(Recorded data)

================================

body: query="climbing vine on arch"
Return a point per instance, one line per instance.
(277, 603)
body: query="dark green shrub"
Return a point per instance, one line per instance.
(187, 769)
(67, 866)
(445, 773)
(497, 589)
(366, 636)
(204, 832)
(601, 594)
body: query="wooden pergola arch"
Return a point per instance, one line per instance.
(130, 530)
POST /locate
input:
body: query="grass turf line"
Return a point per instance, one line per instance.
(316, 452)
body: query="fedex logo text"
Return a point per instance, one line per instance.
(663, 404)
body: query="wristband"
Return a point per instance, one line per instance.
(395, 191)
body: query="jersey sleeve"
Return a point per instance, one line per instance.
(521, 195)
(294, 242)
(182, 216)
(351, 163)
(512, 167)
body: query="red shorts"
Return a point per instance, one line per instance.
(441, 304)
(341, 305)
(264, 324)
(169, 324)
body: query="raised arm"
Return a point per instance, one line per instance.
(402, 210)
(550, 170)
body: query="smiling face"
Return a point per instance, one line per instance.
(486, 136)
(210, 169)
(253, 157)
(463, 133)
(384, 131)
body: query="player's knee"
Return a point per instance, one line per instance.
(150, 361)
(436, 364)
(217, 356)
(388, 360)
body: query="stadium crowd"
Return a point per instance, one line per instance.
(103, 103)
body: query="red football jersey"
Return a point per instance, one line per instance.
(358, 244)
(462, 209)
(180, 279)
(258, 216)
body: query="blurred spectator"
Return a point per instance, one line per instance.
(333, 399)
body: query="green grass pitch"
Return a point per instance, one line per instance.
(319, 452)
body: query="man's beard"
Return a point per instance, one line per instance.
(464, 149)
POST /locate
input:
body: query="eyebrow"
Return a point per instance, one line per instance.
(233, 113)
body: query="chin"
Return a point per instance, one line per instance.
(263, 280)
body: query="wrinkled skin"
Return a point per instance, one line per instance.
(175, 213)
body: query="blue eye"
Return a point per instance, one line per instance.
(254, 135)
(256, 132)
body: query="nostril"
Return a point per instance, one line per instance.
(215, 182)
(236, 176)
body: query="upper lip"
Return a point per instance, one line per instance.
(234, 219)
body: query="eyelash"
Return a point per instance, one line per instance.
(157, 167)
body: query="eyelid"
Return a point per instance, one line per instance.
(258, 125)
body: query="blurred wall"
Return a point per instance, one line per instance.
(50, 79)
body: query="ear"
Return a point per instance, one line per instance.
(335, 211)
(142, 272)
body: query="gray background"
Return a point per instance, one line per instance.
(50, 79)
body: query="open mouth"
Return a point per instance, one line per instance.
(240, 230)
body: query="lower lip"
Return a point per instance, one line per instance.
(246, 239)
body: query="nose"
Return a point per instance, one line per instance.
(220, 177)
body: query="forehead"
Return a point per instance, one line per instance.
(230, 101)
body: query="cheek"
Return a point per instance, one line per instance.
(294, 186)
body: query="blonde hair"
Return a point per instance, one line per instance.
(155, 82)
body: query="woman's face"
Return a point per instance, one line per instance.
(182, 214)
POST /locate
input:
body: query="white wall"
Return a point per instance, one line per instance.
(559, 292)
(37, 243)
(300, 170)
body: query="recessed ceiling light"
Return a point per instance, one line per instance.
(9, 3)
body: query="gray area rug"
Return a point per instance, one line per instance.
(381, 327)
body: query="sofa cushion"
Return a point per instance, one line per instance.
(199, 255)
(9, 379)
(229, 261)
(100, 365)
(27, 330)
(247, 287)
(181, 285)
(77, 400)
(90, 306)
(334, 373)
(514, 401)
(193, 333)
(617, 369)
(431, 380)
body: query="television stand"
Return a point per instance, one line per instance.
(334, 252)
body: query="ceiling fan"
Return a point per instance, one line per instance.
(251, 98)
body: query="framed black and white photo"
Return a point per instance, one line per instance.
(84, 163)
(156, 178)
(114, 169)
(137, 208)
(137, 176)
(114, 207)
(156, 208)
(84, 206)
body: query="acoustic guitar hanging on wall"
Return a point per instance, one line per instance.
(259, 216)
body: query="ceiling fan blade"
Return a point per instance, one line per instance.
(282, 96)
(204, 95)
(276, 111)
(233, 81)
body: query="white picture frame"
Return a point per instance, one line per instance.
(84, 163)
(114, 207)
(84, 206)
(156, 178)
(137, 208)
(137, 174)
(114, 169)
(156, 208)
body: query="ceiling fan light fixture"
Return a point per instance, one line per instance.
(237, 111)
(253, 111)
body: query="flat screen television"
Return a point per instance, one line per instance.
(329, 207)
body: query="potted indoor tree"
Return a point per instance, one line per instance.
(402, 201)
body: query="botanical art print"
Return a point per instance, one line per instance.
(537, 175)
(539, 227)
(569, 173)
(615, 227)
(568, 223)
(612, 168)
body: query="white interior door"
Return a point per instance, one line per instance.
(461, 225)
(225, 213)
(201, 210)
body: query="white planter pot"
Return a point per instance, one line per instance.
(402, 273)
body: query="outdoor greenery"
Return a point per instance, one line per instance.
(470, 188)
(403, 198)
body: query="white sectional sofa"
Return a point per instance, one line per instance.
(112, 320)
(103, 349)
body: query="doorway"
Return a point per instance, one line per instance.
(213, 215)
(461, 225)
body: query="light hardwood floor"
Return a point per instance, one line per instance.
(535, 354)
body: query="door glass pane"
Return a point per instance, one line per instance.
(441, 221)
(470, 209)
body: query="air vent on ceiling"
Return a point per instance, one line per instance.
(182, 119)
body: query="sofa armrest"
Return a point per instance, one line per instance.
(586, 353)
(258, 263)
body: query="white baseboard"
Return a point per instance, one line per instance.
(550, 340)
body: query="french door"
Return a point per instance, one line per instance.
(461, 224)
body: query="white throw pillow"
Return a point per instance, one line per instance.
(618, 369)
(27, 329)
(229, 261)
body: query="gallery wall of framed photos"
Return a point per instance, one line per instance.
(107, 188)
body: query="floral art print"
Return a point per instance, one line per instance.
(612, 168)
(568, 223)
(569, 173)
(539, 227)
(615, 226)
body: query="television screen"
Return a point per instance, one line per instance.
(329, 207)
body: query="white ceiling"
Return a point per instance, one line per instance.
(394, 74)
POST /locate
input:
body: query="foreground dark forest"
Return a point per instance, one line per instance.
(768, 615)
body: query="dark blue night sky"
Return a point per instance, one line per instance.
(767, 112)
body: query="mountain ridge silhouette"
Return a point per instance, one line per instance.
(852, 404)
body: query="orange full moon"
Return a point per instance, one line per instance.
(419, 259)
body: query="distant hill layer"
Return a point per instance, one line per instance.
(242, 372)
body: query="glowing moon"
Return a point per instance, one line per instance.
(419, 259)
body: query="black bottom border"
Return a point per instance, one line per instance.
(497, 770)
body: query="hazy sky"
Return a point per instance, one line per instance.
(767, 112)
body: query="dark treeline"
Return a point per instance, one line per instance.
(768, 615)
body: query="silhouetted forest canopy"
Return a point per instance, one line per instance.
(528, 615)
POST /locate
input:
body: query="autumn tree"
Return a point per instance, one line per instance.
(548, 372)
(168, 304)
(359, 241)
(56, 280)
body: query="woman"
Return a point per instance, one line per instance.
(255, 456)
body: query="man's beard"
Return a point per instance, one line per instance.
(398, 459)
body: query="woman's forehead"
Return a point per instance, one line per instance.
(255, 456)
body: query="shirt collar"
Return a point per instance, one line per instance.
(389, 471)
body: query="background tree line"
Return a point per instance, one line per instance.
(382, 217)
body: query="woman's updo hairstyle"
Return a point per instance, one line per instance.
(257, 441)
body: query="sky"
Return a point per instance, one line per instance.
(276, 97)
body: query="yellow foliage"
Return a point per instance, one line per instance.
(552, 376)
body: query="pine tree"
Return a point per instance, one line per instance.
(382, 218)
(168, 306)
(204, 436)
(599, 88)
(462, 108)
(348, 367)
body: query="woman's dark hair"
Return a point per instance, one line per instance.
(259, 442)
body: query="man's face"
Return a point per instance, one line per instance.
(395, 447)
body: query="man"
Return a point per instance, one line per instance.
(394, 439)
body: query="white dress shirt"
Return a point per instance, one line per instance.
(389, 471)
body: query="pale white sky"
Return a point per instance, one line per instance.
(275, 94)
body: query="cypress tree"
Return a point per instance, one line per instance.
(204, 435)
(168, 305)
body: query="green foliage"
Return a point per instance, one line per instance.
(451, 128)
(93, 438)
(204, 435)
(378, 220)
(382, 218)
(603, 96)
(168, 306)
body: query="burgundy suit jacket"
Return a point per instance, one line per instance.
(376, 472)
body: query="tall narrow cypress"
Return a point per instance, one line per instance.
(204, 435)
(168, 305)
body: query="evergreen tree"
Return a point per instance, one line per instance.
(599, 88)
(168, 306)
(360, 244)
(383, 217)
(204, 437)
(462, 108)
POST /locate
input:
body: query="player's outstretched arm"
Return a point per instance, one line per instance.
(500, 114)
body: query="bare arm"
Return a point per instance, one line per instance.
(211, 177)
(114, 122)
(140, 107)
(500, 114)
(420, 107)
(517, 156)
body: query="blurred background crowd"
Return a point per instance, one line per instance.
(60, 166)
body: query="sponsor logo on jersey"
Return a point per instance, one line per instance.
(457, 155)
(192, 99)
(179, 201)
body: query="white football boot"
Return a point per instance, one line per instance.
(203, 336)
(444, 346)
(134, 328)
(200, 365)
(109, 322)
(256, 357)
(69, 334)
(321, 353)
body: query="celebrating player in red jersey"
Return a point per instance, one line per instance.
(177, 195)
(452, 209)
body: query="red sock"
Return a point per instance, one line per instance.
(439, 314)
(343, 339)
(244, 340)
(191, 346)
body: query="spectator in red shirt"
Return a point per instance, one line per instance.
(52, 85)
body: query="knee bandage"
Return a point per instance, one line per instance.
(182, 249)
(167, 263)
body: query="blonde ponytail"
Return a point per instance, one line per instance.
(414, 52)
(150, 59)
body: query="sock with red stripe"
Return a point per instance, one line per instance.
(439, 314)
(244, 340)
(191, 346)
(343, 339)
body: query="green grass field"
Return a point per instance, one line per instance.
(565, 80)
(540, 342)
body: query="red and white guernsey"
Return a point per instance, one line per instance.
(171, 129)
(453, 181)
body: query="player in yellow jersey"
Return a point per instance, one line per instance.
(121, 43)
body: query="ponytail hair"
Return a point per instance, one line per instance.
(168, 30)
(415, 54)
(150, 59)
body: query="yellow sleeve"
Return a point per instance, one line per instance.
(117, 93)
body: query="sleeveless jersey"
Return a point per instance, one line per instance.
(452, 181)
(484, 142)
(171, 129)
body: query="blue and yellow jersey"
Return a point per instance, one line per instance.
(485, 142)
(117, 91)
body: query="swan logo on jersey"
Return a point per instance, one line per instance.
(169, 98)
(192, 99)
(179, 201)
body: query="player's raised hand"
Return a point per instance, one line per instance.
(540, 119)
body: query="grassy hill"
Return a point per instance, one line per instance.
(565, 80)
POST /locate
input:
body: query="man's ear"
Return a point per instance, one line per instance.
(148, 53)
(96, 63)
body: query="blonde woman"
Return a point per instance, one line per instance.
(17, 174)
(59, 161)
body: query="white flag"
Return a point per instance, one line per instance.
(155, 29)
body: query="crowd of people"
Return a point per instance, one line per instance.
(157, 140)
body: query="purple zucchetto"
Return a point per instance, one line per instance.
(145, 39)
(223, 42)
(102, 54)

================================

• Work instructions:
Count the lines in the records above that contain the string "foliage" and give only that number.

• Exercise solution:
2